> Material provided:

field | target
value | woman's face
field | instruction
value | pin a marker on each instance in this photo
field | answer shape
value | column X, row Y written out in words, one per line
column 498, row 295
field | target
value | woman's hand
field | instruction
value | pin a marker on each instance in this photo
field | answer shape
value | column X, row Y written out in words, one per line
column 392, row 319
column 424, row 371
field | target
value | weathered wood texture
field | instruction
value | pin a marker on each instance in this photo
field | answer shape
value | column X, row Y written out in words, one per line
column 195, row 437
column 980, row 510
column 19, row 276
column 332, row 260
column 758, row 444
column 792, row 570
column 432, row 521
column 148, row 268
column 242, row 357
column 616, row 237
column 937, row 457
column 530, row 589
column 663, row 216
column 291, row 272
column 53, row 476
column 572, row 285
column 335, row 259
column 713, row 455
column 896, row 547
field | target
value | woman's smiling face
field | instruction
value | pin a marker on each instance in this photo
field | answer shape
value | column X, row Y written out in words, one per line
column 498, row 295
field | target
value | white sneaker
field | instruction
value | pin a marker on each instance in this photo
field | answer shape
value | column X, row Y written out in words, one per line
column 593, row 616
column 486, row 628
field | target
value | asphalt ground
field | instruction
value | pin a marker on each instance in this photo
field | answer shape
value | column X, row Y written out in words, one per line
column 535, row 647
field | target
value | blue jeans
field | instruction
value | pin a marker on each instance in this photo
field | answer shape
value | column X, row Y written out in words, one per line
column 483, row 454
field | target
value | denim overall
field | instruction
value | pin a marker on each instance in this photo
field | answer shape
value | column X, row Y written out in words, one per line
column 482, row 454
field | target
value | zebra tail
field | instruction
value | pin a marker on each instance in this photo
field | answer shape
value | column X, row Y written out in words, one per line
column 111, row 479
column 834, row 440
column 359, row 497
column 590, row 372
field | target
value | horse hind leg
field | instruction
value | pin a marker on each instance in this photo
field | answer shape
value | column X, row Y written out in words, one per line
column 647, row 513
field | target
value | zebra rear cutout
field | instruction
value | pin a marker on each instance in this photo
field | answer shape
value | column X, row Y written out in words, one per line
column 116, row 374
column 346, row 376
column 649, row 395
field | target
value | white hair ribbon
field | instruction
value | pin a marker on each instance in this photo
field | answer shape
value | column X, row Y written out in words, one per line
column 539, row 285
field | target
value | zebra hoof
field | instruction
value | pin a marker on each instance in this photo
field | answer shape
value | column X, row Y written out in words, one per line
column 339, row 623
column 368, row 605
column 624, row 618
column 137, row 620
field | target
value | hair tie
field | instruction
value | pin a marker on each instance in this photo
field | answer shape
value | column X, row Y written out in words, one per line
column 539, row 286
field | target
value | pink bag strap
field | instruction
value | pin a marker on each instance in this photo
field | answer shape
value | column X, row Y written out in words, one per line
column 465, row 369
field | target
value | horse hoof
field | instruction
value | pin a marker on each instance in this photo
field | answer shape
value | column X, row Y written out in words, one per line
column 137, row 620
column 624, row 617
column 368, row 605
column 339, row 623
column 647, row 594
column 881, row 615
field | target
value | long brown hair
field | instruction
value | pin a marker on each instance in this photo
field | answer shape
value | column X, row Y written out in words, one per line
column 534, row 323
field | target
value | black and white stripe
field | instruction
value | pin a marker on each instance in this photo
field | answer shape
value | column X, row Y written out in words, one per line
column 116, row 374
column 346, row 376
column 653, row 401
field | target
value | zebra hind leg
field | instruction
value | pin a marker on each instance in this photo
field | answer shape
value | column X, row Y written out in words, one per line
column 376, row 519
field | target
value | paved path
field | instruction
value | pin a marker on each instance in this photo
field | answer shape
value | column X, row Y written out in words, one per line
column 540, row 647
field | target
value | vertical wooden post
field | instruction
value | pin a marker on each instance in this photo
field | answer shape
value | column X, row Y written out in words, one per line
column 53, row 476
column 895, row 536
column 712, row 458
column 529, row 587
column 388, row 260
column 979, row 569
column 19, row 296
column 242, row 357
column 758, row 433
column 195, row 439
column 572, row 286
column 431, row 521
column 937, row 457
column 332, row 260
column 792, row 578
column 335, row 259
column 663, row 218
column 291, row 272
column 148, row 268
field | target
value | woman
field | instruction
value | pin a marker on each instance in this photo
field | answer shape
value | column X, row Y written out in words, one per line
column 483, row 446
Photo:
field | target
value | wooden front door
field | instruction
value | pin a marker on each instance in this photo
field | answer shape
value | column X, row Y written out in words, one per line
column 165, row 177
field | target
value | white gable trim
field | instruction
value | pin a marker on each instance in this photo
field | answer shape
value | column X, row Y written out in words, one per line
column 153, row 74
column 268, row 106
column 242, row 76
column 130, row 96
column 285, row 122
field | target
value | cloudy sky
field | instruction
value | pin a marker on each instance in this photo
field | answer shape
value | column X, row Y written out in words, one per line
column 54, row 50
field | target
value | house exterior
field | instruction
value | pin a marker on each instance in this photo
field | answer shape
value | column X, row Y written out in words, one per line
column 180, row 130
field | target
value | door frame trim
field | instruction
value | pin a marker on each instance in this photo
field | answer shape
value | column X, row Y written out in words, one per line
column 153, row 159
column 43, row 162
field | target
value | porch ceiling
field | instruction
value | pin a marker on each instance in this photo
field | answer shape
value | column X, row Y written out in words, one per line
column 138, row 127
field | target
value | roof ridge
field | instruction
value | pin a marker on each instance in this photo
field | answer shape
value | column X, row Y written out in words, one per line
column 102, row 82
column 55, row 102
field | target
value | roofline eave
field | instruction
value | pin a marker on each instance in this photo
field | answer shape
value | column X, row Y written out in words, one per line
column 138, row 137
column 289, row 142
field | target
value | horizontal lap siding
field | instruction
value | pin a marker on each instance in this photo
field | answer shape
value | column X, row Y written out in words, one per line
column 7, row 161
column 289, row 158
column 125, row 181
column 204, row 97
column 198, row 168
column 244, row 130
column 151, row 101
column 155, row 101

> To be done: Return everything from the beginning of the data down to and including the line that contains "column 424, row 371", reproduced verbatim.

> The completed task:
field | target
value | woman's face
field | instruction
value | pin a marker on each instance in this photo
field | answer shape
value | column X, row Y written out in words, one per line
column 498, row 295
field | target
value | woman's hand
field | instruction
value | pin a marker on each instance in this photo
field | answer shape
value | column X, row Y written out in words, one per line
column 392, row 319
column 424, row 371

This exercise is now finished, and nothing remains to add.